* _Texte fourni_
• • • • •
Prologue : "Quatorze juillet 1939. Alger célèbre, au diapason de Paris, le cent-cinquantième anniversaire de la Révolution française et l’unité de l’Empire qui élargit la métropole aux dimensions d’une "plus grande France" de cent millions d’habitants, capable d’affronter l’épreuve d’une Seconde Guerre mondiale imminente.
Dimanche 1er juillet 1962. Sans attendre la proclamation des résultats du référendum d’autodétermination de l’Algérie, Alger se couvre d’une marée humaine qui agite dans une joie indescriptible des drapeaux vert et blanc frappés de l’étoile et du croissant rouges. Les Français, encore présents dans la ville, même ceux qui sont allés voter, se terrent chez eux. Deux jours plus tard, Charles de Gaulle tire la conséquence de ce vote, plus de 99% de oui, en reconnaissant l’indépendance de l’Algérie par un message adressé au président de l’exécutif provisoire algérien, Abderrahamane Farès. Ce même jour, le président du GPRA, Ben Khedda, fait une entrée triomphale dans la ville capitale de l’Algérie comme de Gaulle quatre ans et un mois plus tôt ! Plus que symboliquement, pourtant, l’Algérie choisit de commémorer son indépendance le 5 juillet, cent-trente deux ans jour pour jour après la capitulation du dey d’Alger devant les troupes françaises en 1830.
• • • • •
Entrées d'annotation de coordonnées
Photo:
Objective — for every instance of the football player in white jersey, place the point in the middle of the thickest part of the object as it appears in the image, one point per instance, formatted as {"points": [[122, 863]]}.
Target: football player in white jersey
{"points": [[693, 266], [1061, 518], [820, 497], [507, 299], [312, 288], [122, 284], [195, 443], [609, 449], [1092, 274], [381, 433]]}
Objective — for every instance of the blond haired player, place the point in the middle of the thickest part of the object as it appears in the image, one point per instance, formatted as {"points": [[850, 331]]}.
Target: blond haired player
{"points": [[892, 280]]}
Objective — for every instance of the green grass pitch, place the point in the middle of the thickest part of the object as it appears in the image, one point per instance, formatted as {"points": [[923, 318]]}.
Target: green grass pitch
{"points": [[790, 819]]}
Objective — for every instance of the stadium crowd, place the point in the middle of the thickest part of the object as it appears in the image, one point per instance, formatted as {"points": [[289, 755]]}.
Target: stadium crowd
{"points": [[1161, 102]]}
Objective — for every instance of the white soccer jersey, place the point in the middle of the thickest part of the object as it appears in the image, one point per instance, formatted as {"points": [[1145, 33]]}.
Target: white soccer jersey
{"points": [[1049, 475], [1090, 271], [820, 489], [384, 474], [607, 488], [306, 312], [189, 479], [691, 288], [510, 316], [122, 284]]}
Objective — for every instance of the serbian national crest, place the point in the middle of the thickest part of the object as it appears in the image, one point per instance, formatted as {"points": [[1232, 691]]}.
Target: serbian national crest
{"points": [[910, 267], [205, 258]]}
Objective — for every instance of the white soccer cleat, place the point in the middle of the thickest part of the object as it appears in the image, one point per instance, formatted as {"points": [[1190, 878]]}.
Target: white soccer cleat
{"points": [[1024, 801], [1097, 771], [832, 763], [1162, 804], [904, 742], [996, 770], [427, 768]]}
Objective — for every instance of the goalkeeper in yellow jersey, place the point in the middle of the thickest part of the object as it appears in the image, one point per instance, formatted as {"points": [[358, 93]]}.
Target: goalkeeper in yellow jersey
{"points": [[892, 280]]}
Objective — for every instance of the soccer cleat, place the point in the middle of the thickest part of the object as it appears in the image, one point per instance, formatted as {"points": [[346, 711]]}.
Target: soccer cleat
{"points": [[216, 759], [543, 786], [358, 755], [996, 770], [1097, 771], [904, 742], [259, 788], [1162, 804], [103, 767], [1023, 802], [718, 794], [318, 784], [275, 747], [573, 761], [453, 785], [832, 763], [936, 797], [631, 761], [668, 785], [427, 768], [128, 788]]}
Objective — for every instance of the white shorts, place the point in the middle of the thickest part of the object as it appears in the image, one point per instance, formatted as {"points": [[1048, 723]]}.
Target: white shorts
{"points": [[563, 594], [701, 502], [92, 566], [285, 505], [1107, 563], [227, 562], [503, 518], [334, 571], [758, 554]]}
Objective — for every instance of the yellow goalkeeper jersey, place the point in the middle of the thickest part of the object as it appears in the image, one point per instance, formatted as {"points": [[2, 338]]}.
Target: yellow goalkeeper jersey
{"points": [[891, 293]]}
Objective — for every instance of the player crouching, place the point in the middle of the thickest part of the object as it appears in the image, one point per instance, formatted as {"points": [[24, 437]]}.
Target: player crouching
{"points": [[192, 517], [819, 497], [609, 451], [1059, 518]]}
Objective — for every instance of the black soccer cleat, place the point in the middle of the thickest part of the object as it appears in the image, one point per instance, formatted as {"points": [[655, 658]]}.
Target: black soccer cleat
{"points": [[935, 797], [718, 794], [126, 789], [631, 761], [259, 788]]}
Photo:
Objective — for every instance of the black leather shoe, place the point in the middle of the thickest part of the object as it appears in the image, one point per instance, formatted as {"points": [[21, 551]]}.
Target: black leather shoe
• • • • •
* _Consignes_
A) Pour chacune des affirmations suivantes, dites si elle s'accorde avec le texte sur Alger, en répondant oui ou non et en citant les mots du texte qui tranchent. (i) En 1939, Alger fête le cent-cinquantième anniversaire de la Révolution française. (ii) Le référendum d'autodétermination a recueilli moins de 90 % de oui. (iii) L'Algérie a choisi de commémorer son indépendance le 3 juillet.
B) D'après le texte sur Alger, à qui Charles de Gaulle adresse-t-il le message qui reconnaît l'indépendance de l'Algérie ?
C) Écrivez la suite du texte sur Alger, en repartant de sa dernière phrase.

* _Réponses_
A)
(i) Oui : « Alger célèbre, au diapason de Paris, le cent-cinquantième anniversaire de la Révolution française ».
(ii) Non : « plus de 99% de oui ».
(iii) Non : « l’Algérie choisit de commémorer son indépendance le 5 juillet ».

B) Au président de l’exécutif provisoire algérien, Abderrahamane Farès.

C)
Dans les semaines et les mois suivants, l’anarchie et l’insécurité, qui se généralisent, accélèrent la fuite de presque tous les Français encore présents à Alger et dans le reste du pays. L’Algérie nouvelle naît dans le désordre et la violence, comme l’Algérie française cent-trente deux ans auparavant.
Entre 1939 et 1962, l’histoire de cette ville s’est profondément accélérée suivant deux évolutions contradictoires. D’un côté, Alger s’est affirmée comme une grande ville française, rivale potentielle de Paris depuis la Seconde Guerre mondiale. Capitale virtuelle d’une France résistante en juin 1940, puis place forte du vichysme en Afrique, théâtre d’événements décisifs pour la suite de la guerre le 8 novembre 1942, et enfin vraie capitale de la France combattante rassemblée par le CFLN et le GPRF de juin 1943 à août 1944. Dix ans après la victoire, de 1956 à 1962, Alger s’efforce d’imposer à Paris sa volonté de rester à jamaise française par une succession de vaines confrontations , exploitées par des forces politiques visant la prise du pouvoir en métropole. Le triomphe apparent de mai 1958 condamne irrévocablement la ville française d’Alger.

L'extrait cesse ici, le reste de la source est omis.